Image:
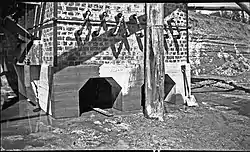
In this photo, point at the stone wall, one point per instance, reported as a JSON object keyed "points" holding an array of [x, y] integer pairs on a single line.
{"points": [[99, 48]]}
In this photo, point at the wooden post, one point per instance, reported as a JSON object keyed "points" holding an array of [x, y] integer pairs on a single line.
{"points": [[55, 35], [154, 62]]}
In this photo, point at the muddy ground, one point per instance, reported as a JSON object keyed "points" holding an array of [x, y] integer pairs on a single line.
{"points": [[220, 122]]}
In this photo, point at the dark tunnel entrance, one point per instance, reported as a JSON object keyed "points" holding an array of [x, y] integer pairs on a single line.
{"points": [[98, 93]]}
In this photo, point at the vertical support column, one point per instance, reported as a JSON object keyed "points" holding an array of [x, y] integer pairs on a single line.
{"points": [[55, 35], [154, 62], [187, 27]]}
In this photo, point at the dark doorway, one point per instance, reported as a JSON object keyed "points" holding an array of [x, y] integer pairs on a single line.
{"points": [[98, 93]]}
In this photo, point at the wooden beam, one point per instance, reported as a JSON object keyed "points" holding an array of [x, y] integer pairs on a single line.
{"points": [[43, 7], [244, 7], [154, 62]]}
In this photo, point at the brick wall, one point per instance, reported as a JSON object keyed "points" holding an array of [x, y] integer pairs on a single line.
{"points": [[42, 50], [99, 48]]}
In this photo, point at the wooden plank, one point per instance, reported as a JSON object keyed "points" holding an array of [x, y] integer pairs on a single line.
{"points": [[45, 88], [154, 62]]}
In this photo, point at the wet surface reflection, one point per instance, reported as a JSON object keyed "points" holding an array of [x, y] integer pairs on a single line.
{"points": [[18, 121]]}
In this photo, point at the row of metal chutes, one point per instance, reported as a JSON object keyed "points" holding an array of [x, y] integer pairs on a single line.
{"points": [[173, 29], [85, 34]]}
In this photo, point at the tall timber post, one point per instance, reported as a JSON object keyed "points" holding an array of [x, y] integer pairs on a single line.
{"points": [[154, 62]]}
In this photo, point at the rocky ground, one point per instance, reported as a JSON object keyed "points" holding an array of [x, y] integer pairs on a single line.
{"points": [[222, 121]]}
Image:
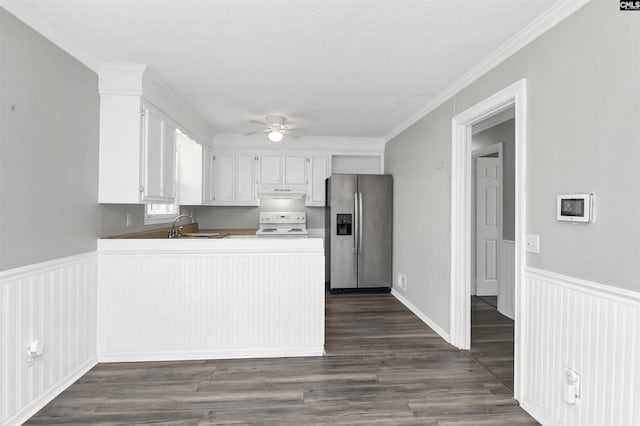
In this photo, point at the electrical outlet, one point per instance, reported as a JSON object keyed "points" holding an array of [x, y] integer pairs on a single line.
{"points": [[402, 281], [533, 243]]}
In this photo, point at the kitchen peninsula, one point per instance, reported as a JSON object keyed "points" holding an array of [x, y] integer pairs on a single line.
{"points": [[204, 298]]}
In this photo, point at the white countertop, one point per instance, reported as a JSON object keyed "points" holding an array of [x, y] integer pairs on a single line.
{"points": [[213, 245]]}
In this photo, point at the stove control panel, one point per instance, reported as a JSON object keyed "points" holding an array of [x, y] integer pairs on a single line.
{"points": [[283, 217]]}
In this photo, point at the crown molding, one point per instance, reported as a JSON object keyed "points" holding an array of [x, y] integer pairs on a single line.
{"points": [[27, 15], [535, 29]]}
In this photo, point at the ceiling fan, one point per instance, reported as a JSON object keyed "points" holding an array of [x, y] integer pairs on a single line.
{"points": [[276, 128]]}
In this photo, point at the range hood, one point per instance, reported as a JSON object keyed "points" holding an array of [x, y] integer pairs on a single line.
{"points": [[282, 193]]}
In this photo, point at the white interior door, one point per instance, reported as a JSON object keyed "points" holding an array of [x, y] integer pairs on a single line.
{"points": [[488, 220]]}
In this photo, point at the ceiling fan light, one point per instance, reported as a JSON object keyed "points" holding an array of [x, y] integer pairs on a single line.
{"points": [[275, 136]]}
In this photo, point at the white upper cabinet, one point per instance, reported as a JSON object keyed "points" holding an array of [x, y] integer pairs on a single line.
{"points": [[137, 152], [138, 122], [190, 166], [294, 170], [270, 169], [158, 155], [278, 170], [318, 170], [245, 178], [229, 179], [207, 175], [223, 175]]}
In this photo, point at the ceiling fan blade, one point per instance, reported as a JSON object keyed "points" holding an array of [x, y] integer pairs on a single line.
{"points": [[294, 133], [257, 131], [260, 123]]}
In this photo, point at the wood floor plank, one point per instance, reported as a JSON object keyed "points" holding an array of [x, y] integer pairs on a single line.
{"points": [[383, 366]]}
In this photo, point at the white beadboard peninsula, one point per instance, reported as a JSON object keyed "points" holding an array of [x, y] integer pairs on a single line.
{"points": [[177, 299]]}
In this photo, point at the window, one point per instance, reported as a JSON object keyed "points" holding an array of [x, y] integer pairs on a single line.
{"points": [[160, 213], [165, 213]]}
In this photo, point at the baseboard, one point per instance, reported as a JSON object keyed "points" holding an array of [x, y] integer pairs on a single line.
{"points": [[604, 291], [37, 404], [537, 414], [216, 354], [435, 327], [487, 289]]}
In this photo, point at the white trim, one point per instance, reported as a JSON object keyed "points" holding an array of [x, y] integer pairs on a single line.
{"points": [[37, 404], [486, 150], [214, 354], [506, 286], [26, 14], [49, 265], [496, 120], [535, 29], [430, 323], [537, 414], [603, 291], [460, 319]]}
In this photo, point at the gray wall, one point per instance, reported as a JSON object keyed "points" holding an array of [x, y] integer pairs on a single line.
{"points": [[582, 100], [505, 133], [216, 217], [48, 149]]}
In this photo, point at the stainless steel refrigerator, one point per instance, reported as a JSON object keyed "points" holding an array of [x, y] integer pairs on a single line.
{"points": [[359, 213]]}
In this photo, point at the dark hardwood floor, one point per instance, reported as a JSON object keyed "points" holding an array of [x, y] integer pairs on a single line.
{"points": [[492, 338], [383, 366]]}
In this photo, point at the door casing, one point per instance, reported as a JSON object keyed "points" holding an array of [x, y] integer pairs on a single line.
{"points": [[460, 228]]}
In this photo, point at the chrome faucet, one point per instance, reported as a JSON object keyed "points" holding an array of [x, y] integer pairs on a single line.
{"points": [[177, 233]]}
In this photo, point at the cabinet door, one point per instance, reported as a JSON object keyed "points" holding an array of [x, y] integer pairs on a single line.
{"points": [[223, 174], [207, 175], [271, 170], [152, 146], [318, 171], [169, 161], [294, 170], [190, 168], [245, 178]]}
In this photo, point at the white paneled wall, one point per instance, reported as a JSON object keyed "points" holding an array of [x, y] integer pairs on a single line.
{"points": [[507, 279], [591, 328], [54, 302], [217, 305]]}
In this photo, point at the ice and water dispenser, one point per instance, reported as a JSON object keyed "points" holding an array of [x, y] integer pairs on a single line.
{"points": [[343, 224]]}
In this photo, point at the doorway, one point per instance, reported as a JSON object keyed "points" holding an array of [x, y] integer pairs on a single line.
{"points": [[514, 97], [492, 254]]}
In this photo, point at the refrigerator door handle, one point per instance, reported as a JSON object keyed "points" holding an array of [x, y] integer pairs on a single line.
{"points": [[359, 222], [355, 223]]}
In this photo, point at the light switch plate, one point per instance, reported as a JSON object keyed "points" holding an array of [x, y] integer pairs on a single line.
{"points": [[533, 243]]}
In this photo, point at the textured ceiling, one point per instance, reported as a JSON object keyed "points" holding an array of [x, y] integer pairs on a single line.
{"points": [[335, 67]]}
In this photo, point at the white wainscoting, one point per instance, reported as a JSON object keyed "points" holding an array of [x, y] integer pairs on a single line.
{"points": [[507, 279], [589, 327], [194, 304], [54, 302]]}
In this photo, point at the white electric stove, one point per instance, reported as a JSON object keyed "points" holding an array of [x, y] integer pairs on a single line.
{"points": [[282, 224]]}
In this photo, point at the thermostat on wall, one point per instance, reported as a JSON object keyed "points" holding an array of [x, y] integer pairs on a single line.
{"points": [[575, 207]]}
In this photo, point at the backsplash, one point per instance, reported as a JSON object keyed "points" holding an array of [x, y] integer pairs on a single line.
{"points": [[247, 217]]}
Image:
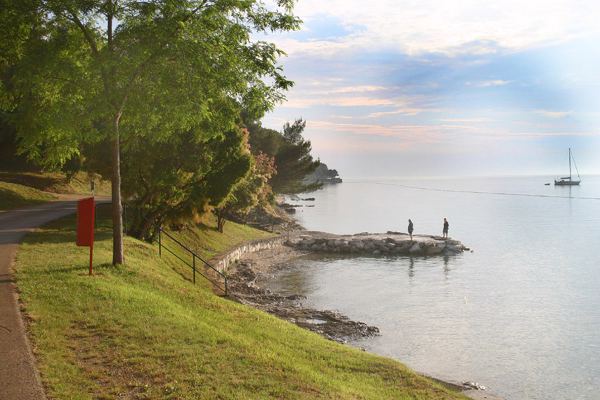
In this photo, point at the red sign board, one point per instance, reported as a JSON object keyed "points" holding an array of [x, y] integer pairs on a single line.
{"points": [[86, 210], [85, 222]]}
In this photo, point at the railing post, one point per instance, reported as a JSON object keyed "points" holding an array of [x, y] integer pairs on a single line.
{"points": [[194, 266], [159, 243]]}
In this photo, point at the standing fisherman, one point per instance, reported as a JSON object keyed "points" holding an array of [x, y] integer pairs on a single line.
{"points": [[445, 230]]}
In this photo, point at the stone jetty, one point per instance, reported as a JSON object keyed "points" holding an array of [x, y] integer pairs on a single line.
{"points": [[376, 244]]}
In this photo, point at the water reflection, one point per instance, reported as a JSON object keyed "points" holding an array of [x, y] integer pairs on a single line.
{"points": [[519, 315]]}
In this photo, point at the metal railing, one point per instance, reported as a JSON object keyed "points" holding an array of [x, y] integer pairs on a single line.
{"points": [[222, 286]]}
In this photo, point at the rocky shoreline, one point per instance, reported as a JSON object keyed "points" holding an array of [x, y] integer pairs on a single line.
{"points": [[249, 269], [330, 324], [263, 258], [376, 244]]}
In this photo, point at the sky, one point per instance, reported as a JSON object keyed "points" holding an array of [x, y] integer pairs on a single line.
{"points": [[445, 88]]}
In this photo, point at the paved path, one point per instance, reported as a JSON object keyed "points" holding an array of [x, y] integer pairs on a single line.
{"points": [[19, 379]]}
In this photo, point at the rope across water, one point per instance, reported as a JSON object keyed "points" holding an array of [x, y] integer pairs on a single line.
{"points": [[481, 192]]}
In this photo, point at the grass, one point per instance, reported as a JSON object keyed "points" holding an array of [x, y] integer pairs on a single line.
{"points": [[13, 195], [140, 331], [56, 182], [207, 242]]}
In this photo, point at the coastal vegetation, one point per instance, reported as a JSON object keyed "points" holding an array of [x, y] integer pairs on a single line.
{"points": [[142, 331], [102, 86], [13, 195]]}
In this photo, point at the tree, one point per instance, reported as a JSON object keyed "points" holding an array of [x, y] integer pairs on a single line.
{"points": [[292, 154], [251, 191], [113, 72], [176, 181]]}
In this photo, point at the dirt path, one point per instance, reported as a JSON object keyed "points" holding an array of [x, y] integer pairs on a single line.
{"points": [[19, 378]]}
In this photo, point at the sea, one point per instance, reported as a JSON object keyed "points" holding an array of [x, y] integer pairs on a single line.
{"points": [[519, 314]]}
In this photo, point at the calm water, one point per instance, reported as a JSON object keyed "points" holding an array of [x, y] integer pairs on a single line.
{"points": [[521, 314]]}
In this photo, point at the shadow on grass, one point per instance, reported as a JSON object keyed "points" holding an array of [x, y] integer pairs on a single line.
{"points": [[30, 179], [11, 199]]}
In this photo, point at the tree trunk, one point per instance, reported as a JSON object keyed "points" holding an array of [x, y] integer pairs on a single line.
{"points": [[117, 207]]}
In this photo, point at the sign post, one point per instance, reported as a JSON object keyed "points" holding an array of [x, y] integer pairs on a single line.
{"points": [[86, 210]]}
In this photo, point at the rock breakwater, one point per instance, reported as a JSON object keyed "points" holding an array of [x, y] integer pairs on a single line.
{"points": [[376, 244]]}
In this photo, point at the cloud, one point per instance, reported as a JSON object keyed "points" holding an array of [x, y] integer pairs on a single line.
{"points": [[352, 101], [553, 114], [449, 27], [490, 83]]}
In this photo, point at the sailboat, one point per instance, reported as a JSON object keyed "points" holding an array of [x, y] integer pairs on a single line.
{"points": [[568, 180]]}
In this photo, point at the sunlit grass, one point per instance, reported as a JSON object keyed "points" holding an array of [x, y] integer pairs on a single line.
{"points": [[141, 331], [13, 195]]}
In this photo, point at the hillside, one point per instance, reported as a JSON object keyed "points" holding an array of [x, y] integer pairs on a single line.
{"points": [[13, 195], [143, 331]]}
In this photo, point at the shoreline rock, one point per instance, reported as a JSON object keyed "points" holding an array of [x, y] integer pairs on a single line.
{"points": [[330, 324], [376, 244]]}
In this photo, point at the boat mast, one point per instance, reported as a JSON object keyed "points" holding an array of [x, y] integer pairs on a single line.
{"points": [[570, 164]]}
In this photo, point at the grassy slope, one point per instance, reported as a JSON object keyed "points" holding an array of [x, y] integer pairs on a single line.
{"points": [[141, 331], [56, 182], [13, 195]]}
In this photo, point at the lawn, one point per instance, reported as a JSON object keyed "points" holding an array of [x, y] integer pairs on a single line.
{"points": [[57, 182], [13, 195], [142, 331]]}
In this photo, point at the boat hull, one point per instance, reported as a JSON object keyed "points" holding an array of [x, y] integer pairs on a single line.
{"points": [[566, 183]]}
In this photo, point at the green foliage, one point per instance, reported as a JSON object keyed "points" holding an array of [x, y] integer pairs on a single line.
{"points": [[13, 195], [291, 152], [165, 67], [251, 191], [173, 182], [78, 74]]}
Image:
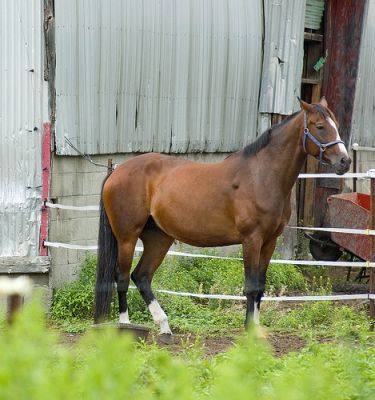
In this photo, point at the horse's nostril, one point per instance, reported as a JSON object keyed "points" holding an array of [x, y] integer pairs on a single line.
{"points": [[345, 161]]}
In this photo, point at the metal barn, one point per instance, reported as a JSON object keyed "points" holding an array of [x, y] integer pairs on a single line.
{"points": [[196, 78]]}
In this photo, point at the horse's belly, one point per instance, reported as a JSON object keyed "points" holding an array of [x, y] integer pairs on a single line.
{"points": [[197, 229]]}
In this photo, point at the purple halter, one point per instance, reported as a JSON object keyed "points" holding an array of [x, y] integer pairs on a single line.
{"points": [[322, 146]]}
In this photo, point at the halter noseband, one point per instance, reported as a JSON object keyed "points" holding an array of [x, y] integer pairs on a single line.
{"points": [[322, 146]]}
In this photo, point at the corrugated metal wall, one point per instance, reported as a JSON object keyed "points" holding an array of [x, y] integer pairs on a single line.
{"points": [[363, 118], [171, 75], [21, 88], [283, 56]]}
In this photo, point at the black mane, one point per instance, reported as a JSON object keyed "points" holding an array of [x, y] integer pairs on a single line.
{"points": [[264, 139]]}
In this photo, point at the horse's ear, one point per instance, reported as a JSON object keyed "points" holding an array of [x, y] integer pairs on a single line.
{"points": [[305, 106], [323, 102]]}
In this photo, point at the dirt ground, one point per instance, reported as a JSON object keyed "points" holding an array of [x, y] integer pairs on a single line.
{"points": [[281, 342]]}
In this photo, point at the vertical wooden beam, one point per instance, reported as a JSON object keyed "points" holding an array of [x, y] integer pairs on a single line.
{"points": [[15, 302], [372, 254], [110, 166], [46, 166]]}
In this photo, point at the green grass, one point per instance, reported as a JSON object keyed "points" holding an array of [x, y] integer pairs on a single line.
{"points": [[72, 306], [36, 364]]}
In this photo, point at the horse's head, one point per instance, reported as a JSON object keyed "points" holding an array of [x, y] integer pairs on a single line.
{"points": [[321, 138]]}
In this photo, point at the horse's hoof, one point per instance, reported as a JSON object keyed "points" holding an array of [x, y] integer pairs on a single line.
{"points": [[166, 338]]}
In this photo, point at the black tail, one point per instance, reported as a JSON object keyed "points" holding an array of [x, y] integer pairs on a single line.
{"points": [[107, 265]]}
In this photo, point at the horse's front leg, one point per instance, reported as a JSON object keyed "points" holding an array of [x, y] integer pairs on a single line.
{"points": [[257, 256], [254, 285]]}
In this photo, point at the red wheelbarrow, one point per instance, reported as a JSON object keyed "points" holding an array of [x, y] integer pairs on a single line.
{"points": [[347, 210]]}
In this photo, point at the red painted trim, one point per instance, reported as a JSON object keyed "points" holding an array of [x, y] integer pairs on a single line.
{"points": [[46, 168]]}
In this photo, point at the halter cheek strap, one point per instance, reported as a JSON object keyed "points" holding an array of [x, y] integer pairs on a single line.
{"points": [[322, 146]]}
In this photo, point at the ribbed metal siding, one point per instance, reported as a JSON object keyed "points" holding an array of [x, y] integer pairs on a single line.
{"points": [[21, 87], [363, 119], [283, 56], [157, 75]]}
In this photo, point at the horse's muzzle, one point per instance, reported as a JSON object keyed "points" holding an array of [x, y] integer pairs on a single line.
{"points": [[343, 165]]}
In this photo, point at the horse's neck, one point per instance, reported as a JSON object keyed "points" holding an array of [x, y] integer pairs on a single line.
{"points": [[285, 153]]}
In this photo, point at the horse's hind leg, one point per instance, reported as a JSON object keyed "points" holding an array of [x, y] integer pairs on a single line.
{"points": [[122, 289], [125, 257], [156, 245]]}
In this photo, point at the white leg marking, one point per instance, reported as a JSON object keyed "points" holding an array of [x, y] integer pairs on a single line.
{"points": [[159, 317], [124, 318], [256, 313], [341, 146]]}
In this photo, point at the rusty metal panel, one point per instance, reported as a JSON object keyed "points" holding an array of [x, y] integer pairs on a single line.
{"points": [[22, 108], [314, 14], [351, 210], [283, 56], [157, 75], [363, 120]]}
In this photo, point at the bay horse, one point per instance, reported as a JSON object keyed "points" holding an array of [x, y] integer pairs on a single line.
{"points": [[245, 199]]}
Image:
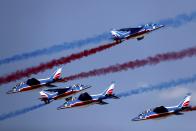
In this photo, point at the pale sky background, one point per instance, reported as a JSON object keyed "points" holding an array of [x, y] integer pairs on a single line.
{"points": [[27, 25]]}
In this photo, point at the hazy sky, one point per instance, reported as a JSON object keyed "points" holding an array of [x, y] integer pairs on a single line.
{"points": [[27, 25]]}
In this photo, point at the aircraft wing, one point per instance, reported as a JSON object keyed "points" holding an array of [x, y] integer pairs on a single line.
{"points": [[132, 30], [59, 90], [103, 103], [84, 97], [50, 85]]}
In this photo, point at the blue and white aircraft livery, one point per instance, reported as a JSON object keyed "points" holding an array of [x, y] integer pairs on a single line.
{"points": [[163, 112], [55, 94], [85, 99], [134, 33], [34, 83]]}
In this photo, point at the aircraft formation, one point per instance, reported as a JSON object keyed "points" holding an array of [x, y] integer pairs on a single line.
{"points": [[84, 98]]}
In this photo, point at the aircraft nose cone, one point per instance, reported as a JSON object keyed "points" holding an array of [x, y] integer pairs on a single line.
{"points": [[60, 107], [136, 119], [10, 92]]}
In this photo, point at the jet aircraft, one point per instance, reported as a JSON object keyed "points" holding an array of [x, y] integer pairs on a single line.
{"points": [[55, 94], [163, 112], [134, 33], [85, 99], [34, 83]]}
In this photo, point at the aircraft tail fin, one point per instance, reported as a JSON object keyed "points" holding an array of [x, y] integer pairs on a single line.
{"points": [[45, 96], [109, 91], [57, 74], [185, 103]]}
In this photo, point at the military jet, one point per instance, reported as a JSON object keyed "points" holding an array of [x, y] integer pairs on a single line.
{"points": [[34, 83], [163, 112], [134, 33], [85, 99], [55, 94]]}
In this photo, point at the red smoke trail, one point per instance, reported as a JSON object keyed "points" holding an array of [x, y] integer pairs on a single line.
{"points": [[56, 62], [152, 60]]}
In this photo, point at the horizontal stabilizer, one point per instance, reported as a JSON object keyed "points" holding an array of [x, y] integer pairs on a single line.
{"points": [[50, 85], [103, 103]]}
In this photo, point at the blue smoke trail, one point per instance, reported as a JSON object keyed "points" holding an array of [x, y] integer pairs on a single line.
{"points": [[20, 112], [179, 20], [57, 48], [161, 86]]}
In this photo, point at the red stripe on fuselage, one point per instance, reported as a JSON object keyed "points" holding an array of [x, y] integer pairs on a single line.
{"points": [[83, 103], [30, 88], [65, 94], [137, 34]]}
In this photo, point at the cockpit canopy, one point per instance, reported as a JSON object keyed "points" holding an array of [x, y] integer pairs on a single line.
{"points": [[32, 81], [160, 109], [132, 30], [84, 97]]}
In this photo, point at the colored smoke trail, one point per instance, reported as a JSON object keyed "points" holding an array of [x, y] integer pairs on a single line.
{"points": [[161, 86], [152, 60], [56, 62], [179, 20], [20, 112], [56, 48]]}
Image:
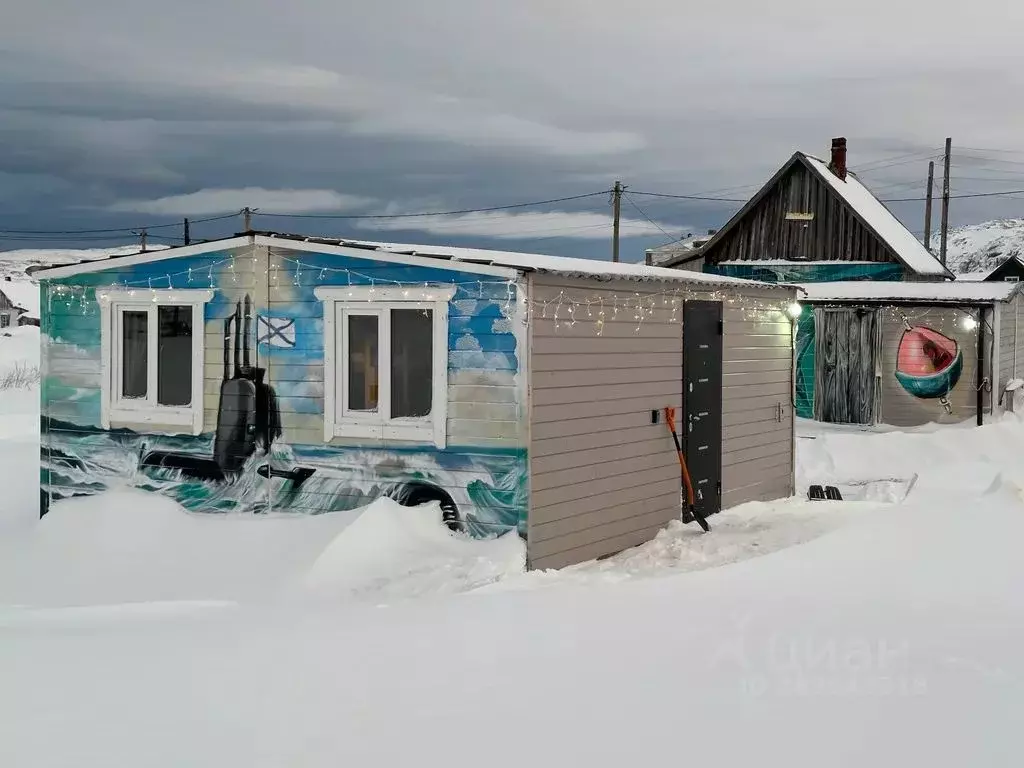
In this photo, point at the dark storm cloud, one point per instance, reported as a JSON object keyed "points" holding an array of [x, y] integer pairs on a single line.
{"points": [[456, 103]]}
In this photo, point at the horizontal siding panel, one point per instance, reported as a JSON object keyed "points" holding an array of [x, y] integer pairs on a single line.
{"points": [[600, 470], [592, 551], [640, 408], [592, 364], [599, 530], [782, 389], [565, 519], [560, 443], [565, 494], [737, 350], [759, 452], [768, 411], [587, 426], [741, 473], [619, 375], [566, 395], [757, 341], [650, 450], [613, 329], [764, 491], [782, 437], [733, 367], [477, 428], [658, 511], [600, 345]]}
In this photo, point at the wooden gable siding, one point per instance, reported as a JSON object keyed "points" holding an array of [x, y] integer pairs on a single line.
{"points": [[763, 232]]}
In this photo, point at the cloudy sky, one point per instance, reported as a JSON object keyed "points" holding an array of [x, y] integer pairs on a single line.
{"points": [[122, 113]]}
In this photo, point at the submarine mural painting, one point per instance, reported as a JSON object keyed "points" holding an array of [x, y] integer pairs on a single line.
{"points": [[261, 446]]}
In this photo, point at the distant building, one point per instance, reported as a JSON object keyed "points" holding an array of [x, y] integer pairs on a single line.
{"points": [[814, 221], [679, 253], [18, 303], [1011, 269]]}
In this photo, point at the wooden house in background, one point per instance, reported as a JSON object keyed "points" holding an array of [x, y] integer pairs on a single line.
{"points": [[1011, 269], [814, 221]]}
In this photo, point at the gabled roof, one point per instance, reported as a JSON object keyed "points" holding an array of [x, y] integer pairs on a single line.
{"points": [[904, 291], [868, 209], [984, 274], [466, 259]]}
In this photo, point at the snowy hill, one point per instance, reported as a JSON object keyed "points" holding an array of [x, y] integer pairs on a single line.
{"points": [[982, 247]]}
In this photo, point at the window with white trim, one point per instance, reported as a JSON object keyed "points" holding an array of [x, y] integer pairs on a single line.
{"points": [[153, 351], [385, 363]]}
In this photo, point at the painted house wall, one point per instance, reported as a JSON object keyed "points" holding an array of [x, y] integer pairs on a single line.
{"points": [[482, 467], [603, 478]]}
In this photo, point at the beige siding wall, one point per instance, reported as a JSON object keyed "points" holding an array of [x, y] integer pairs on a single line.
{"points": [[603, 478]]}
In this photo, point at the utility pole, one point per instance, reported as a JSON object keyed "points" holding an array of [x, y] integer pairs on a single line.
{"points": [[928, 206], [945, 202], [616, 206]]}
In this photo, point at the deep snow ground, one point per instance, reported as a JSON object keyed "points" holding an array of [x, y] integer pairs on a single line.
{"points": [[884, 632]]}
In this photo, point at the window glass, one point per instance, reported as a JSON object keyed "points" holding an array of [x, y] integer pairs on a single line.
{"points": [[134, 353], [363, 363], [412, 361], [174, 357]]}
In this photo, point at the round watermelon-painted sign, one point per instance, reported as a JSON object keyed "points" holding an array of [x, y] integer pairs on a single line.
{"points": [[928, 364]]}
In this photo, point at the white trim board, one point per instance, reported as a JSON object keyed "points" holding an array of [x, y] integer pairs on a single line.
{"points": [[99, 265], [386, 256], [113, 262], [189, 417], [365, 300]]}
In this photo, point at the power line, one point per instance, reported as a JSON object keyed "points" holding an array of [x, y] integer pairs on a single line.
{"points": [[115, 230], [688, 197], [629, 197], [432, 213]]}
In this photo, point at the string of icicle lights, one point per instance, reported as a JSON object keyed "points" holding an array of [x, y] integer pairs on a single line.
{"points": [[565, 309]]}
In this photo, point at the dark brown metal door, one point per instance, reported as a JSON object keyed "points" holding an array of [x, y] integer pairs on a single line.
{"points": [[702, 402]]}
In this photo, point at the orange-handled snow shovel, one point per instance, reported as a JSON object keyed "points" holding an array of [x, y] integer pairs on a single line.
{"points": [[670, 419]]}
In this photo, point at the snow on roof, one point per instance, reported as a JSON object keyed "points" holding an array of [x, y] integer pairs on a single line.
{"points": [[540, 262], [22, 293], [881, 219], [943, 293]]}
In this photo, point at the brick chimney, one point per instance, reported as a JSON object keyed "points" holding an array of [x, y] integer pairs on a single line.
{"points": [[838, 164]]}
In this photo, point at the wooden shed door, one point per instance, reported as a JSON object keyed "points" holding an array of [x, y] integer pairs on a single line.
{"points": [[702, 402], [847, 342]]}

*Exercise*. Please quote exactly the lines from the one containing "In this photo, point at the white trim board, one" through the last line of the records above, both included, and nothing else.

*Response to this task*.
In this photo, point at the white trim board, one point per instance, reported as a JSON object keyed "points" holding an array of [x, y] integer pairs on a single line.
{"points": [[99, 265], [386, 256], [113, 262], [189, 417], [365, 300]]}
In this photo, point at the power line, one point per instance, reported as a JSON object keyed "points" holding an array of [x, y] integer pairs on a single line.
{"points": [[115, 230], [688, 197], [629, 197], [432, 213]]}
In this photo, point at the string of icicle lights, one point per instance, reported as a JSON object keyed "points" holding an array of [x, y] integer pairs on a single line.
{"points": [[565, 309]]}
In this photo, point at the dark brown metal door, one point per instance, reported as a JSON object keyed "points" holding an array of [x, y] integer pairs on a single line.
{"points": [[702, 402]]}
In this photo, point at the orange-handled snow shovel, one point per instance, reported as a JSON object keyed "points" holding an array of [x, y] integer pairs on a single line.
{"points": [[670, 419]]}
In this photo, point at the snow on roof, one point per instance, reported as a JSON object keyed "points" holding an array of [x, y] integer pairs on a single line.
{"points": [[540, 262], [22, 293], [881, 219], [943, 293]]}
In this photo, point at the brick chimney, one point per instance, reported as a JSON object keyed "points" holding an array of [x, y] integer pairs on a single line.
{"points": [[838, 164]]}
In this photo, point at the wooden shed door, one point per instance, reported as a JSON object keyed "points" holding an array of [x, y] integer pairs on a single line.
{"points": [[702, 402], [847, 342]]}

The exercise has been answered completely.